▶ _Aufgabenstellung 1_
Gib aus den Zeilen weiter unten, nicht aus dem Textauszug, jede Zeile vollständig an, in der die Zeichenfolge „roof“ vorkommt.

▶ _Textauszug_
Schlimme Geschenke

Kinderschutz Die Übergriffe Erwachsener auf das kindliche Geschlechtsteil dominieren wieder die Schlagzeilen. Nehmt doch alle mal die Finger weg!

Auf der Odenwaldschule und in verschiedenen kirchlichen Schulen wurde viele Jahre lang an den Geschlechtsteilen kleiner Jungs manipuliert, der Aufschrei in unserer Gesellschaft war grenzenlos, als das bekannt wurde.

Erst vor Kurzem wurde ein Mädchen auf einer Schultoilette in Berlin von einem Kinderschänder angegangen. Schon die Vorstellung ist grausam: Alleine und ängstlich auf einem stinkenden öffentlichen Klo, die Farbe an den Wänden blättert ab, dazwischen unzählige Tags, schmirgelndes Toilettenpapier – und dann steht da plötzlich wie im Horrorfilm ein Pädophiler. Na klar darf das nicht sein.

▶ _Gespeicherte Daten_
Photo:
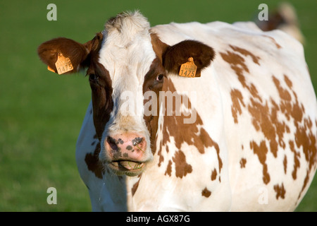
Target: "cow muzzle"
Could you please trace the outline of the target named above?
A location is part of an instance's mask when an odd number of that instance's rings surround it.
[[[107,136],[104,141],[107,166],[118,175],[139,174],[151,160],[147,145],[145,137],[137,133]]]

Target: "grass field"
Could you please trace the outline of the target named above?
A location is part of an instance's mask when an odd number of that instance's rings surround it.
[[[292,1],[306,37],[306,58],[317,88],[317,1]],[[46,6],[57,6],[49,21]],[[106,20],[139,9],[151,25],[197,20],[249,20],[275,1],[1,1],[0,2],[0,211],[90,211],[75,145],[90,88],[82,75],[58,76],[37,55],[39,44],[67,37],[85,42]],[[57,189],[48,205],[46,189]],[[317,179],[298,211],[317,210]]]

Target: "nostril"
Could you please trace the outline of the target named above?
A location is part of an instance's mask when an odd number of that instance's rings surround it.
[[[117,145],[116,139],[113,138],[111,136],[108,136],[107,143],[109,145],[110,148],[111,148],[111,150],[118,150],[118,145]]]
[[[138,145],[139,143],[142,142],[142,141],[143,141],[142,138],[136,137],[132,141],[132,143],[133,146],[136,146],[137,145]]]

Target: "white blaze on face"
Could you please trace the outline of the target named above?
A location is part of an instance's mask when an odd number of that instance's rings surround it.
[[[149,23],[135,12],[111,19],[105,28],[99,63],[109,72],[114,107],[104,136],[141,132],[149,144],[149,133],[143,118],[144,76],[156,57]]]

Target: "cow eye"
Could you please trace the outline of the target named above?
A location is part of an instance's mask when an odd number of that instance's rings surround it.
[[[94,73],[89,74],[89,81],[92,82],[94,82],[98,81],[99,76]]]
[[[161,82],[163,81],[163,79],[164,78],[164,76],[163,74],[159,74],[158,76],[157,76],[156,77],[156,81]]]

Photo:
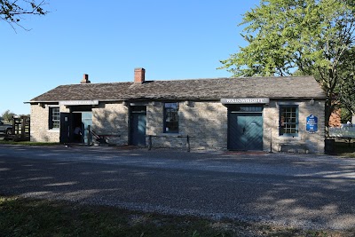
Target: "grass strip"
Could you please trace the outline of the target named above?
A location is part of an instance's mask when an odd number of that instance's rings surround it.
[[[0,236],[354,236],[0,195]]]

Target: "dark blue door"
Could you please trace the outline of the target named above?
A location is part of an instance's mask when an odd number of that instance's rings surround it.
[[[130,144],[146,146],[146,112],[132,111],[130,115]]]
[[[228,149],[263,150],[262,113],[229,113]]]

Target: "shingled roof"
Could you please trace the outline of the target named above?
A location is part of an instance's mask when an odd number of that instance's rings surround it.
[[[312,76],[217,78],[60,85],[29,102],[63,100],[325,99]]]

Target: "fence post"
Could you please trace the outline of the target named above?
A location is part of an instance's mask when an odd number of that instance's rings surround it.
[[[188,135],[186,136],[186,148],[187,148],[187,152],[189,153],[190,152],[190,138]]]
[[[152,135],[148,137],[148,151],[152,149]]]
...
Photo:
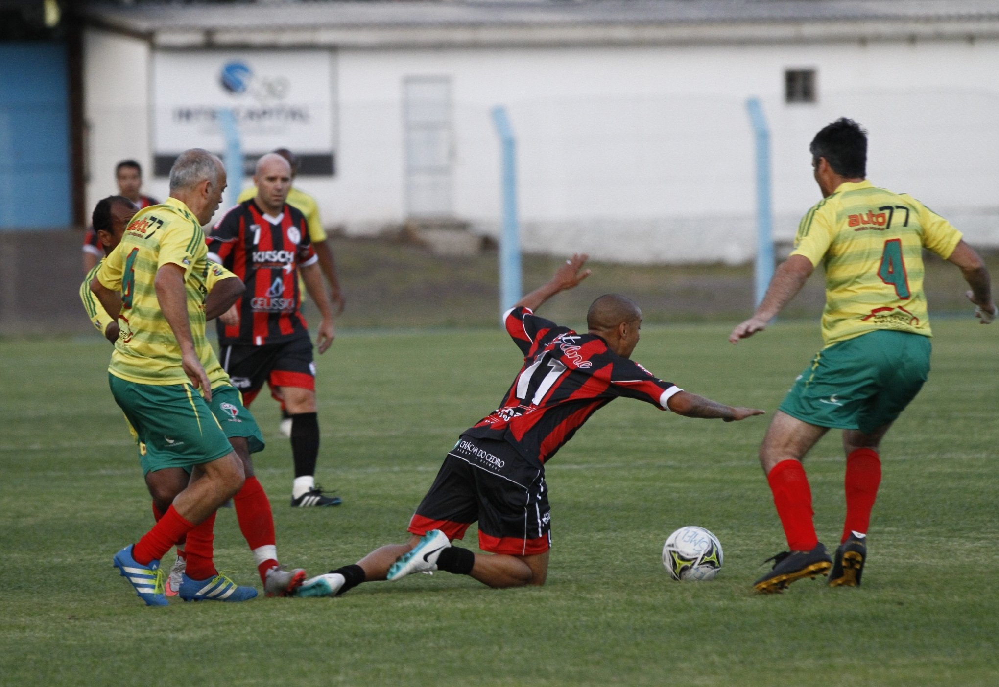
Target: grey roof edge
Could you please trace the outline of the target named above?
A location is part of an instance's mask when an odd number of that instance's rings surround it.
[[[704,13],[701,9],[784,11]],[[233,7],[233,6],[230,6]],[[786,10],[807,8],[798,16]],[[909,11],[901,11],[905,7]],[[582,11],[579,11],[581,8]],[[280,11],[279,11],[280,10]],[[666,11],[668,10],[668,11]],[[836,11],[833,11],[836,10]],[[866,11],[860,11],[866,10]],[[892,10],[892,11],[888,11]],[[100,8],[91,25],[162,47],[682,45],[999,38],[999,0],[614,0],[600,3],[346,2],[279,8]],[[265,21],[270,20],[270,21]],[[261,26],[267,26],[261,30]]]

▶ _Aufgabenstellung 2_
Wo wurde laut dem Textauszug vor Kurzem ein Mädchen von einem Kinderschänder angegangen?

▶ _Ergebnis 1_
Target: "shingled roof"
Target: grey roof edge

▶ _Ergebnis 2_
Auf einer Schultoilette in Berlin.